**Your objective**.
Beginning with the line containing "of the black" and ending with the last line of the records, set down every line exactly.

**Input rows**.
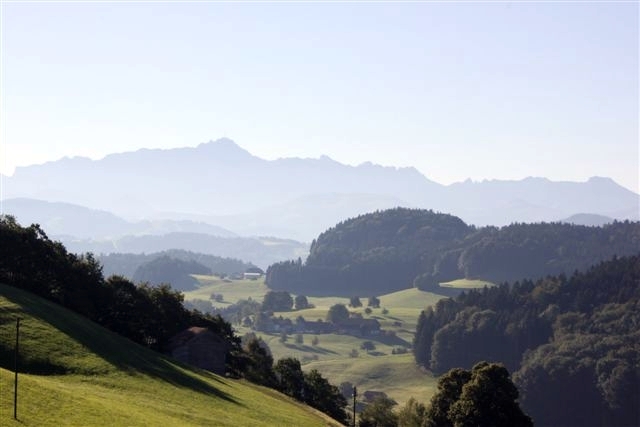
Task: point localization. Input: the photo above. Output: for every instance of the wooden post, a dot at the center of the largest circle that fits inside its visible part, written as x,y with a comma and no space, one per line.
15,370
355,394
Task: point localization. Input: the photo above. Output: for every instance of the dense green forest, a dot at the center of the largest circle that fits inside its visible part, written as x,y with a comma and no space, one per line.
148,315
126,264
573,342
396,249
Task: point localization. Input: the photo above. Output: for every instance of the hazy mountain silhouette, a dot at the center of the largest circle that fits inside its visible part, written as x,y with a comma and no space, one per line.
222,184
58,218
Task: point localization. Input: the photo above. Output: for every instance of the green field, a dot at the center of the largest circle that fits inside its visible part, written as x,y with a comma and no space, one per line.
232,290
92,377
381,370
467,284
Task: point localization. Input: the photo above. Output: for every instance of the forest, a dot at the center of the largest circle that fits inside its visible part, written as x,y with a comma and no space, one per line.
573,343
396,249
148,315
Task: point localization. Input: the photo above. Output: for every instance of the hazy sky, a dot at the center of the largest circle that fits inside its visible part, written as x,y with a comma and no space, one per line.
458,90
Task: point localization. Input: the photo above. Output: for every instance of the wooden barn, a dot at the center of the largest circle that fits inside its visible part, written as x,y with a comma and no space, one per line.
201,348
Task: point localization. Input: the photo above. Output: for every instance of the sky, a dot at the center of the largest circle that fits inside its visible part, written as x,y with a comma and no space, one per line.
458,90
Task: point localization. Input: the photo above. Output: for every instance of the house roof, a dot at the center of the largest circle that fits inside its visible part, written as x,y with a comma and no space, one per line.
189,334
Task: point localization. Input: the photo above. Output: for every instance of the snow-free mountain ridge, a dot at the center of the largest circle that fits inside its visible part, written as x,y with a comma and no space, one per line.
224,185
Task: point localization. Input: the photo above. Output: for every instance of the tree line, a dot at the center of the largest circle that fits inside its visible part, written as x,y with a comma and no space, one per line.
573,342
148,315
396,249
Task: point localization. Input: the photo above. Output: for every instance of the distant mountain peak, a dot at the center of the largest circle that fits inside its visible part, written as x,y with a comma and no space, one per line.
224,147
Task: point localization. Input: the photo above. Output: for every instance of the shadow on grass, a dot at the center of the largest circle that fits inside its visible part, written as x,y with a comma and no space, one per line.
309,349
392,340
118,351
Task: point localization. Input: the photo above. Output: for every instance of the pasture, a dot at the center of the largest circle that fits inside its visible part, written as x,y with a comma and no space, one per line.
340,357
78,373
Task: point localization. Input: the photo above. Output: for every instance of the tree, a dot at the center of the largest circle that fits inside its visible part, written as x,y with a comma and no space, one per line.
484,396
355,302
324,396
290,377
259,367
412,414
277,301
301,302
367,346
337,313
379,413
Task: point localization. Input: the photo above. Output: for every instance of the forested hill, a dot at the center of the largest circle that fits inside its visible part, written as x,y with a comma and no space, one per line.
395,249
573,342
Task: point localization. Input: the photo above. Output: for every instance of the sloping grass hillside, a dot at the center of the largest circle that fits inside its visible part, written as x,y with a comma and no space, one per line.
76,373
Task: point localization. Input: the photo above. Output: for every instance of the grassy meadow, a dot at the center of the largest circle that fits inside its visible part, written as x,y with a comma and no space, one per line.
335,355
467,284
80,374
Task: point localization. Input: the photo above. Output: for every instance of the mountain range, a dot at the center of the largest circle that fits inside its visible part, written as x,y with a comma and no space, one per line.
219,184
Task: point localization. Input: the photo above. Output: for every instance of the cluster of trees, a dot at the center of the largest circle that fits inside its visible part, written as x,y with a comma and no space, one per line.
148,315
122,264
287,376
573,342
482,396
395,249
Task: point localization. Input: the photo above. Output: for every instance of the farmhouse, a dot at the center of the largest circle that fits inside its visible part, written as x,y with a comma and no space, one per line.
359,327
201,348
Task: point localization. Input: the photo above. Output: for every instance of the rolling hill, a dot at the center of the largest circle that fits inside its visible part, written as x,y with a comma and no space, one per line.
74,372
387,251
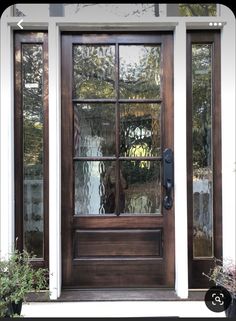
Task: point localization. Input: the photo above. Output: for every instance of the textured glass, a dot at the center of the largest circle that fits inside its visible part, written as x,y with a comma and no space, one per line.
32,104
142,192
202,150
197,9
94,71
139,71
95,187
94,130
140,126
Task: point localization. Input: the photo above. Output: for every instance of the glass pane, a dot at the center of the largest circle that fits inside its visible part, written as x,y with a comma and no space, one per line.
140,71
197,9
202,150
140,130
95,187
190,9
94,130
32,78
141,192
94,71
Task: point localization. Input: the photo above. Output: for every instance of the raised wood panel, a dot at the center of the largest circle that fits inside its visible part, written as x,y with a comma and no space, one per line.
119,273
113,222
105,243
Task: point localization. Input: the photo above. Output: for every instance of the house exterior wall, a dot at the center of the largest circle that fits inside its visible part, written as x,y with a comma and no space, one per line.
179,25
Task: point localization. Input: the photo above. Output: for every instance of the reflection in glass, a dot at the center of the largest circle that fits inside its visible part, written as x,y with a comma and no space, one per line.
95,187
202,150
140,130
94,71
94,130
143,187
139,71
197,9
32,77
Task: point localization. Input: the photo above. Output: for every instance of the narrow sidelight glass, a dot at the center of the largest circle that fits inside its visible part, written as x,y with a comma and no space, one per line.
202,150
33,147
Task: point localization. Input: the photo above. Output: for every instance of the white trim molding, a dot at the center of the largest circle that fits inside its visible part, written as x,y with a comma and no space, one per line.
54,25
54,161
180,170
6,138
228,134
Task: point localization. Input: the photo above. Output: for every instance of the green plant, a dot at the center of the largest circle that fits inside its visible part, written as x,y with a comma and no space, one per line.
224,274
17,278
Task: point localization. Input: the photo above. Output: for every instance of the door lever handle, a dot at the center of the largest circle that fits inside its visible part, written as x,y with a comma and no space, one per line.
168,178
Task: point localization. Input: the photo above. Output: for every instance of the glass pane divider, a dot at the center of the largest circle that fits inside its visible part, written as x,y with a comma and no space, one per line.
101,100
117,158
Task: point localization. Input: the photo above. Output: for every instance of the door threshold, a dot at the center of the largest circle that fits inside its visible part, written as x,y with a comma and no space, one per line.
117,294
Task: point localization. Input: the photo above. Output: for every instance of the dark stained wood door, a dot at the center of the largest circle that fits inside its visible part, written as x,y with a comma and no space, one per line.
117,119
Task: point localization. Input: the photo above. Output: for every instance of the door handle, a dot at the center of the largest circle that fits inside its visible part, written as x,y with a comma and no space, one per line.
168,177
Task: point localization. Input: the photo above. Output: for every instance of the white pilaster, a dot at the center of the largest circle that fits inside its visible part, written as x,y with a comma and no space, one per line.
181,241
54,161
6,138
228,57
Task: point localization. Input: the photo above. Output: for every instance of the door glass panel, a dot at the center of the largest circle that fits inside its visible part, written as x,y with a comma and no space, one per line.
33,150
140,130
139,71
202,150
95,187
142,190
94,71
94,130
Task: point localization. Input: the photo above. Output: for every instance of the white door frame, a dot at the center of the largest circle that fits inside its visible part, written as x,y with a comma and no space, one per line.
179,25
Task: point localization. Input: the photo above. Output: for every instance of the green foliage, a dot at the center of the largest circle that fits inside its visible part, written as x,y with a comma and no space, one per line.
18,277
224,274
197,9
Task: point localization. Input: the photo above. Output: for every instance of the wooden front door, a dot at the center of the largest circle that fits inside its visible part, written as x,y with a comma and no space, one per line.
117,119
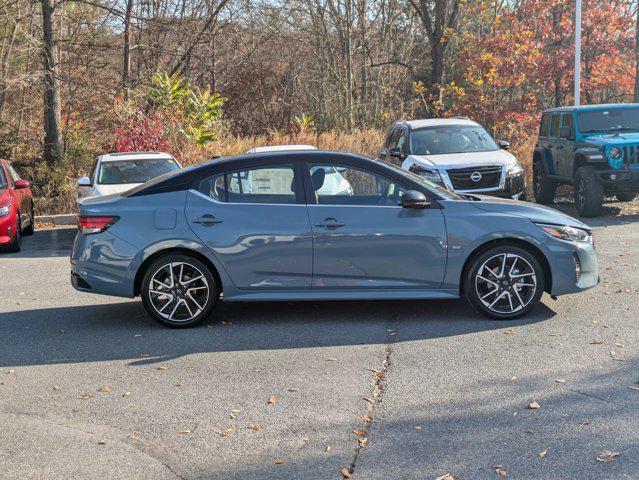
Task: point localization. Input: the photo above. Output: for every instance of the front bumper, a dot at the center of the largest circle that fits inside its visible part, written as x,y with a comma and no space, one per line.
574,266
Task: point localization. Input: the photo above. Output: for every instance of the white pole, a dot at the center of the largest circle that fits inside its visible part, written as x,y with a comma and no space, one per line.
578,53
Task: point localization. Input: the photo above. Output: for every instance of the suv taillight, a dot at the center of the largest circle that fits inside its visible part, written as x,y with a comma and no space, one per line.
91,224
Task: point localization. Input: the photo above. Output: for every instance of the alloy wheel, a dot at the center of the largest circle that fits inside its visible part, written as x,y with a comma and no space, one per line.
178,291
506,283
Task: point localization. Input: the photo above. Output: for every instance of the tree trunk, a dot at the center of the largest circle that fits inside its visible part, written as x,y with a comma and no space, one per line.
53,146
126,67
636,92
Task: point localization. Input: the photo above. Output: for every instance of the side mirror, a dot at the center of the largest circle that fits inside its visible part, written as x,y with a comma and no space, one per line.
395,152
414,199
84,182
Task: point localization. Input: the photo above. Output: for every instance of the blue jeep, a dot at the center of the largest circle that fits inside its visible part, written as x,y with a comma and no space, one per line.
595,148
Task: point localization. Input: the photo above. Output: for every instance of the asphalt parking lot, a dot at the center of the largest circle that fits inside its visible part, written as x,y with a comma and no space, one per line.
91,387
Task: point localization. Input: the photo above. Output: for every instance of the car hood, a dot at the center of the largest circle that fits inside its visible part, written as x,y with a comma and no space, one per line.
625,138
464,160
534,212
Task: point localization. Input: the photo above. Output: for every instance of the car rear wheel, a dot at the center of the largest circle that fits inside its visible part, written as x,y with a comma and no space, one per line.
543,187
179,290
588,192
29,230
504,282
625,197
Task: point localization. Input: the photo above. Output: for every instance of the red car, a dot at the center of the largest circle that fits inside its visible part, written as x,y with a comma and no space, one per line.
16,207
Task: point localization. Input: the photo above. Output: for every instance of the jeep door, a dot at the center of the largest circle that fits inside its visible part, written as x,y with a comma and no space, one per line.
253,218
366,240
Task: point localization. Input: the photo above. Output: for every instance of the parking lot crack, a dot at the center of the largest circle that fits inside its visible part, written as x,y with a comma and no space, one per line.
373,402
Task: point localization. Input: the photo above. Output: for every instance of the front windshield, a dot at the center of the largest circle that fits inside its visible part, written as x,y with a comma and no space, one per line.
442,192
134,171
610,120
451,139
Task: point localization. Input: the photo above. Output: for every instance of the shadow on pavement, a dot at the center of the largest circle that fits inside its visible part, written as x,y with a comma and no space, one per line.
107,332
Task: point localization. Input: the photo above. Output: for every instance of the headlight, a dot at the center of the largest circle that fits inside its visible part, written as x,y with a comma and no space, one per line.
572,234
615,157
4,211
514,169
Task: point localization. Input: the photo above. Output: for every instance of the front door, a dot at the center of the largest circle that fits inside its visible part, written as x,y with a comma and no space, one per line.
364,239
255,222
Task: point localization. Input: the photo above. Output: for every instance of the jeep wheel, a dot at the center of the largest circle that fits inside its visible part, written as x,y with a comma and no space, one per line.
588,192
625,197
543,187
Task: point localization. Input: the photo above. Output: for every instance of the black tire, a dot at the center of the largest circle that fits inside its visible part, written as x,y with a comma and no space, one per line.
177,294
625,197
16,245
530,297
588,192
31,228
543,188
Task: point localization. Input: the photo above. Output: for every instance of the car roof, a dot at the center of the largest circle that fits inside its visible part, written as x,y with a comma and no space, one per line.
280,148
599,106
436,122
114,157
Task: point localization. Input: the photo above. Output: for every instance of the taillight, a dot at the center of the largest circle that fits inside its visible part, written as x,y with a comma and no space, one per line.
89,224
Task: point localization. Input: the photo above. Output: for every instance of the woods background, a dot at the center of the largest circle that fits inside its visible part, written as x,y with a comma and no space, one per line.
213,77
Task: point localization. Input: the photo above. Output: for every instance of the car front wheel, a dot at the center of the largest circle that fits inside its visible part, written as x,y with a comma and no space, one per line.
504,282
179,290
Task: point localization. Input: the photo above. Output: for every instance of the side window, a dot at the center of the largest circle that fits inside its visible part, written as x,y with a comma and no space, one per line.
214,187
545,122
567,130
336,184
272,184
554,125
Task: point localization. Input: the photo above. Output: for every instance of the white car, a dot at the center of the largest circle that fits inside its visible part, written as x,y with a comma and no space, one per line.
334,182
457,154
119,172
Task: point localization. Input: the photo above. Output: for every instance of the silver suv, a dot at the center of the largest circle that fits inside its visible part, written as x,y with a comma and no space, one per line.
457,154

**The result**.
Task: point localization. Input: the photo above. Output: for every instance of the black tire, a dot at the center of the largest circle that fits inside its visible part, written as x,y with a comma and no space, one per line.
177,294
625,197
16,245
530,297
588,192
31,228
543,188
Task: point localization. Input: the photo above. Output: for every instance of the car roof, a dot at the center of the largest circle that fits inside its visible part, written as x,y with a comma and no space, one per line.
280,148
599,106
436,122
114,157
Task: point localization. Input: the photo above. Output: for every instance of the taillight, a dot at the center of the largest circle that fits inside its visible part, written as x,y with a comma and no space, one per line.
89,224
Task: point localization. Input: the photo above. Output: for every instance of the woods background, a dot at the center of the largest circle that fits inside its visible part, written as x,y with a comma and no space, one per line.
213,77
Task: point localization. Input: the photo above. Output: for every instance of the car front wheel, a dot at the center of the largest circle that fits inside its visible part, written as x,y with a comma and no space, one per line.
504,282
179,290
Task: point localization. Input: the photo above. Output: for every instance of the side window, a dot at the center of the largest circle that fits inside its visible part, written as x,y with a comma and no space, one per line.
214,187
545,122
567,130
336,184
272,184
554,125
Task: point localization. Input: the photo above. Output: for every instance of the white car, a dot at the center of the largest circle that fits inside its visible part, written as x,y with a comma and no space, one per line.
334,182
457,154
119,172
Task: point localization. Input: the photo above. Output: for every instance of the silver suv, a dot at the center of the largest circle that fits inside its visible part, written as x,y with a comma and no space, one per line.
457,154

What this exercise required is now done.